Short exercise —
Pull out every line in the items below that contains the word "roof", matching case exactly, and copy each one.
---
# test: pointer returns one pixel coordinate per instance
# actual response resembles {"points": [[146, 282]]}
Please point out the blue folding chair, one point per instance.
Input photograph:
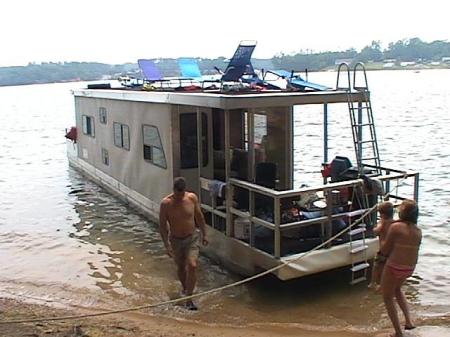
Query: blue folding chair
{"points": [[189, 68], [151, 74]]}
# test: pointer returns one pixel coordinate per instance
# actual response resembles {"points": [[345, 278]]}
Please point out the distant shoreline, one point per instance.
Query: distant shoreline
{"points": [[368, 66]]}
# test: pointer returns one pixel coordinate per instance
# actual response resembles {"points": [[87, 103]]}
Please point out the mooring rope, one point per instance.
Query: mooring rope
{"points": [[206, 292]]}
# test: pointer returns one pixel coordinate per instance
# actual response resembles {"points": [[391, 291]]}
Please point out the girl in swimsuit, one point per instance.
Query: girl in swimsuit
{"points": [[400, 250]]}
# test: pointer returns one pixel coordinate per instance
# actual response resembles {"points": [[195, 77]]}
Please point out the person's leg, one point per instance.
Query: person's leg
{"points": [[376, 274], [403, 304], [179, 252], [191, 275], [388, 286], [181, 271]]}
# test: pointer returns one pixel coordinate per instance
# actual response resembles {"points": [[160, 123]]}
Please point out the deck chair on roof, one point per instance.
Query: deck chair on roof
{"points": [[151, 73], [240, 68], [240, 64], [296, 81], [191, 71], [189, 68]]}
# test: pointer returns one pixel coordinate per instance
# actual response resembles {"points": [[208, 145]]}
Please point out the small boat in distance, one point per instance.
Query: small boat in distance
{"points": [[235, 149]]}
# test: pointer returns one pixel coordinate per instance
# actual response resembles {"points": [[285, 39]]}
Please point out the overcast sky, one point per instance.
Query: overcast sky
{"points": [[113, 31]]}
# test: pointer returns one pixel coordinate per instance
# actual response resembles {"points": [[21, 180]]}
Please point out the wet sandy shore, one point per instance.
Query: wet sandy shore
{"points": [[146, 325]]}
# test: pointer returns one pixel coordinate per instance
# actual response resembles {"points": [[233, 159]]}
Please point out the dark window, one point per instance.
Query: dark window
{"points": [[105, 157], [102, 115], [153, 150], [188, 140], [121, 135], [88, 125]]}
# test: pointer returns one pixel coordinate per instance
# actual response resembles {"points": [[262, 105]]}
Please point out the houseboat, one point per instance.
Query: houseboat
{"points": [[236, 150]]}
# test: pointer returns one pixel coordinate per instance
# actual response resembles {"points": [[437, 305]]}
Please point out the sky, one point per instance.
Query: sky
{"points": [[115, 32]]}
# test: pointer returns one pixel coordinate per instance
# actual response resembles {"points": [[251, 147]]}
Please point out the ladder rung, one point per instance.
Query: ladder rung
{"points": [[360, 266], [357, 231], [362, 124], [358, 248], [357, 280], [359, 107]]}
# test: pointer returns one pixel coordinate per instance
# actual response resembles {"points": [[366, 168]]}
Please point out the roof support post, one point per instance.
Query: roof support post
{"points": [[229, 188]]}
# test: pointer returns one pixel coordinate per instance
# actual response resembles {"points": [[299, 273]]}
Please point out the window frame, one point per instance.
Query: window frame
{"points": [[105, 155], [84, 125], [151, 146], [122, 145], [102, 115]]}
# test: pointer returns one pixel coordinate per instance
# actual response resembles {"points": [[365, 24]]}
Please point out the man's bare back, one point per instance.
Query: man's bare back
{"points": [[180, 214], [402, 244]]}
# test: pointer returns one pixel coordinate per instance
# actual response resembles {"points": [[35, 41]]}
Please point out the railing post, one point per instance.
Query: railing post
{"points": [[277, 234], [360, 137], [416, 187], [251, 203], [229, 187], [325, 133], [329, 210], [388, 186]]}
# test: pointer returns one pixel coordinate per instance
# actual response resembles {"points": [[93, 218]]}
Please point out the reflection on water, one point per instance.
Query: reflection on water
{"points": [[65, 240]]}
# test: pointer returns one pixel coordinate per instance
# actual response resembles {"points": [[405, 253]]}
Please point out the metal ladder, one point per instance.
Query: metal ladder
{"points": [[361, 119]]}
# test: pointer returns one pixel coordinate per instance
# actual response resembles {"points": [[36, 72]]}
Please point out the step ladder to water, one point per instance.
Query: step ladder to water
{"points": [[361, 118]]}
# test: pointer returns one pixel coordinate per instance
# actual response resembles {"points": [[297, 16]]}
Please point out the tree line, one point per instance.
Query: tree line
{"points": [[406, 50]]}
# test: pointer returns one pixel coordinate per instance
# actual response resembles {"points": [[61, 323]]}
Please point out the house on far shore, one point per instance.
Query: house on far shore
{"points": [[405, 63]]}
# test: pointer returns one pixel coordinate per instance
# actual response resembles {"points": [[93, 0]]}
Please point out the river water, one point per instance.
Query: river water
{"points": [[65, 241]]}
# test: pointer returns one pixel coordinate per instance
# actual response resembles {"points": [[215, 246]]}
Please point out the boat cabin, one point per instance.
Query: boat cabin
---
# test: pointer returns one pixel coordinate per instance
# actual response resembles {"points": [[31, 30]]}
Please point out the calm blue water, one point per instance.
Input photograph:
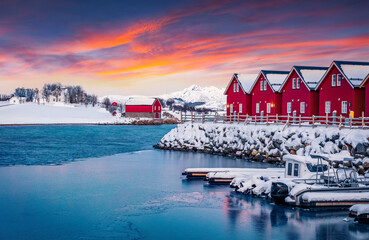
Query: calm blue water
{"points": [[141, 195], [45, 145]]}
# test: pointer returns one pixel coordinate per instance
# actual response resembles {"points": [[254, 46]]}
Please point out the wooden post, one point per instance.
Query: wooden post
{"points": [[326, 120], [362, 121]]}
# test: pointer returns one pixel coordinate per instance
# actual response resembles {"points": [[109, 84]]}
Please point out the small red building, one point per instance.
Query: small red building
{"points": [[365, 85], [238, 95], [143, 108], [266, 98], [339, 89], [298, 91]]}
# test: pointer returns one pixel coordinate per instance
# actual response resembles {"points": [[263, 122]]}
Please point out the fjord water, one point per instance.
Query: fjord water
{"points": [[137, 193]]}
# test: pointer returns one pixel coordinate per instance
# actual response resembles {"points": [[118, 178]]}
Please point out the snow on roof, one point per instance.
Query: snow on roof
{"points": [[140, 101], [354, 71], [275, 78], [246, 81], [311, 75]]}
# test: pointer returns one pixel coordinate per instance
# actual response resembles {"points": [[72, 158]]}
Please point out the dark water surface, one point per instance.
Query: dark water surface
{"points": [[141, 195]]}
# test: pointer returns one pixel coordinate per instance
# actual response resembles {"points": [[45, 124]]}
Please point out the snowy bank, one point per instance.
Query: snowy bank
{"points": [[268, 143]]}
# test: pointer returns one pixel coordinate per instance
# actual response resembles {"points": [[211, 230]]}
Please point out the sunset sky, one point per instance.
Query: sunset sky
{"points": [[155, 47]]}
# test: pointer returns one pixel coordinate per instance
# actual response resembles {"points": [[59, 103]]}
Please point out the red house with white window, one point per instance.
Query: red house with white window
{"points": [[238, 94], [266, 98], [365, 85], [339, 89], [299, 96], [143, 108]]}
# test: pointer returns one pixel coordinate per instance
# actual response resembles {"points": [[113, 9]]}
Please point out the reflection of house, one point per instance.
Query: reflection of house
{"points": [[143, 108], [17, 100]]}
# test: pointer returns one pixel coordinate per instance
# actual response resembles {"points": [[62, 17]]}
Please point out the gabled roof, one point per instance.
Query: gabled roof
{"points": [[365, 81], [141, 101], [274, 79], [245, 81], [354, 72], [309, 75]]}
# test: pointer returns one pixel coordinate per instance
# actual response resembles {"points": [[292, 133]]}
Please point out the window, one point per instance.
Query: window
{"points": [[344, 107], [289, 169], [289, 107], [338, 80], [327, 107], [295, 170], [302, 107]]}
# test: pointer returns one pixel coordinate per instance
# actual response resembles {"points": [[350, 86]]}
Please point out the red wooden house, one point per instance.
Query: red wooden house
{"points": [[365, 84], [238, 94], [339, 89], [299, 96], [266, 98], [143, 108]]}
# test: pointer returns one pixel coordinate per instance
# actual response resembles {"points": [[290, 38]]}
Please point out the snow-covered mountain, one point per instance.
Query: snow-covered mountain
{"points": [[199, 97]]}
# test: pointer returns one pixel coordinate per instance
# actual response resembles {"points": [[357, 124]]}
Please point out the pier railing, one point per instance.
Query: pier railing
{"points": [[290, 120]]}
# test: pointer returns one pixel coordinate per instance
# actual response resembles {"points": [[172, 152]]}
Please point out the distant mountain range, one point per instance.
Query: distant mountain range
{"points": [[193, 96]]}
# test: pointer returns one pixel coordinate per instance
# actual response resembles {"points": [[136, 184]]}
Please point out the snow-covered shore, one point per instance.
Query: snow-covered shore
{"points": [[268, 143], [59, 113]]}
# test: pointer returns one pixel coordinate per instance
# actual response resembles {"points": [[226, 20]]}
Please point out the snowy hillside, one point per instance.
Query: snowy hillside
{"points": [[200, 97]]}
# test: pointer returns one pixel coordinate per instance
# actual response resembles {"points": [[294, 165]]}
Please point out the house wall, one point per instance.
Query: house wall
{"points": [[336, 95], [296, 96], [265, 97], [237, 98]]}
---
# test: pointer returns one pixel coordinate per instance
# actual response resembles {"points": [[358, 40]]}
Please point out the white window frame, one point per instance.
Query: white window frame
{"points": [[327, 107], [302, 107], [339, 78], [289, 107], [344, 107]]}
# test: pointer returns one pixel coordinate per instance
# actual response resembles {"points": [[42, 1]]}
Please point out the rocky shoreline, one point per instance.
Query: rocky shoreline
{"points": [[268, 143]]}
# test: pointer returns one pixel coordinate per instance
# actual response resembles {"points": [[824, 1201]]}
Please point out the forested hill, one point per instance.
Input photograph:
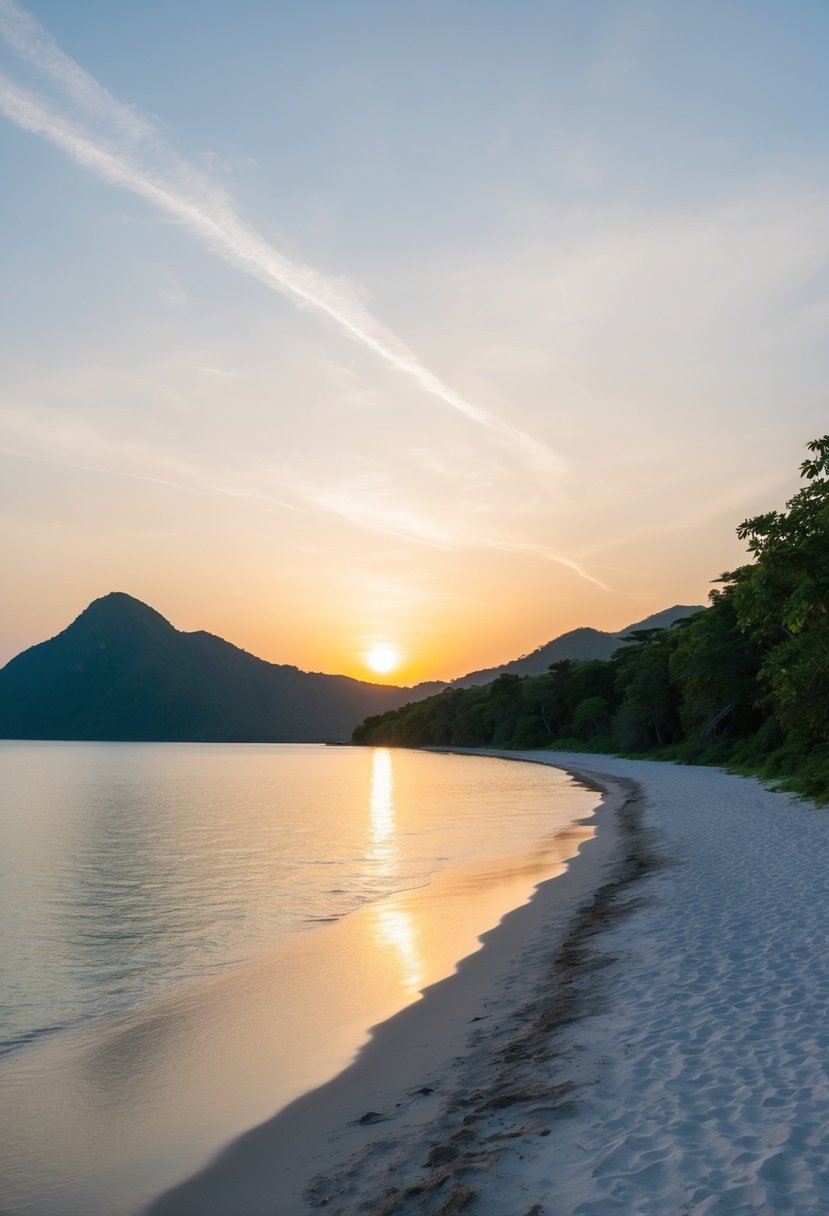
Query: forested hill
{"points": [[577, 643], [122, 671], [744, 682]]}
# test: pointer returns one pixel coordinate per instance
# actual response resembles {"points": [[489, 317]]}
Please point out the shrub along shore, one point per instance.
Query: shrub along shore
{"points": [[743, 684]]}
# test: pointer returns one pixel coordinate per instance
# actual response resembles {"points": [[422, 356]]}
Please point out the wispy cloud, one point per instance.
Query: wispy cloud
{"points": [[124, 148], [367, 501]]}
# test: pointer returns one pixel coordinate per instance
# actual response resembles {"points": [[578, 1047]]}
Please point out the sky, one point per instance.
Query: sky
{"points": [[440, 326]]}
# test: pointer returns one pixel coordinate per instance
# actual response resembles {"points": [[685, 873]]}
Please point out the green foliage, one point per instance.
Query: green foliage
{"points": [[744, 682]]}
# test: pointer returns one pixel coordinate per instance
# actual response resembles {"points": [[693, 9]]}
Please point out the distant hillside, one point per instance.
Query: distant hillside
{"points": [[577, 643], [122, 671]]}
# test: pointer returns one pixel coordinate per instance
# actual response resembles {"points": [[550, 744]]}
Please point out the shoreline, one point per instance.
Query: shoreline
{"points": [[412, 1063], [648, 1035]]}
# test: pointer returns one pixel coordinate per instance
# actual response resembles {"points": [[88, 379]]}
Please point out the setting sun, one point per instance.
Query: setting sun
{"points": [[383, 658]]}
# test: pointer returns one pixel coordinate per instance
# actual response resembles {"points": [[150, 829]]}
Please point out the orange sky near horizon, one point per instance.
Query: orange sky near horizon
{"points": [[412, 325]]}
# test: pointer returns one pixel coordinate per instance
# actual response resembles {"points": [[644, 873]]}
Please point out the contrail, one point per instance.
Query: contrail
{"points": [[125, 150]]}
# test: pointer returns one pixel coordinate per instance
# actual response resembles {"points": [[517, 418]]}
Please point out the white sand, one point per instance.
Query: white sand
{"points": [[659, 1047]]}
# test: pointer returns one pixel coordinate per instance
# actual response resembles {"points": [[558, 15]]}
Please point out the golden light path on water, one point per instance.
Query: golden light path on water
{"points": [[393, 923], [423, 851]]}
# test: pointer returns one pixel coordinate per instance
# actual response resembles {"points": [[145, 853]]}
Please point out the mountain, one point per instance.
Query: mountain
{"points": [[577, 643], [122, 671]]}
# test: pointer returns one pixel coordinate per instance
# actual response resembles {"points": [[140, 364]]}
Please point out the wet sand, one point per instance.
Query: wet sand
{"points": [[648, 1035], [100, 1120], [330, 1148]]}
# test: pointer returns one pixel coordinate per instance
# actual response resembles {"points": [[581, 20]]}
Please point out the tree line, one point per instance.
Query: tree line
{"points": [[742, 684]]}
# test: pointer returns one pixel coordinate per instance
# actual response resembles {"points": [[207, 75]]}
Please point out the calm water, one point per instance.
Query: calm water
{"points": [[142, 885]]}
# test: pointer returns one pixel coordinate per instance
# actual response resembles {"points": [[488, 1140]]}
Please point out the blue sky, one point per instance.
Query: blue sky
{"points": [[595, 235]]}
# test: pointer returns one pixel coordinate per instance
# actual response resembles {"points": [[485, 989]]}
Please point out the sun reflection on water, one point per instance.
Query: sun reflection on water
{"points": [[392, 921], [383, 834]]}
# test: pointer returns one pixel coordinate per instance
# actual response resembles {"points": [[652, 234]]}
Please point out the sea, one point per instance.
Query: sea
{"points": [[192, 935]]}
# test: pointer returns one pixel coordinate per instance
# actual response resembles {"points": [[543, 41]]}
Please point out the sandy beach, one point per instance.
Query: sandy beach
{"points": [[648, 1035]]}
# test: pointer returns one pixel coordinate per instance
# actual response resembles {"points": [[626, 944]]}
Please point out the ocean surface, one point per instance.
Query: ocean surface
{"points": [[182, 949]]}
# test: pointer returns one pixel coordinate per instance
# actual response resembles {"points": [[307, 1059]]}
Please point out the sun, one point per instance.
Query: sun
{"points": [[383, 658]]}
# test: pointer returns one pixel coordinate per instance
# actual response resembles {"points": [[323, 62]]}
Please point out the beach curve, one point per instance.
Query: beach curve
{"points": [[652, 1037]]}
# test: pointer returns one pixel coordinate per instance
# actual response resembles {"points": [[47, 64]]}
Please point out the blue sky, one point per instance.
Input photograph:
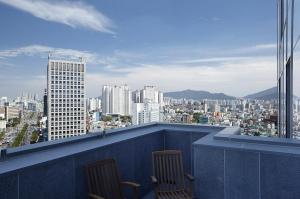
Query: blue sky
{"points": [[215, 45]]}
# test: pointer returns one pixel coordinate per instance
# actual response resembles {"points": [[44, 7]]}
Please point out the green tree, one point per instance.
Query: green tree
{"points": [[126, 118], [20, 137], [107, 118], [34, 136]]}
---
Expected answer —
Please point out the deck chair on roof, one point per instance.
Query: deck chair on roof
Please point out the roof support post, one point per instance.
Query: roof support post
Please point out the snow on roof, one point per instance.
Query: snow on roof
Please point out the gabled roof, one point per instance.
Query: gabled roof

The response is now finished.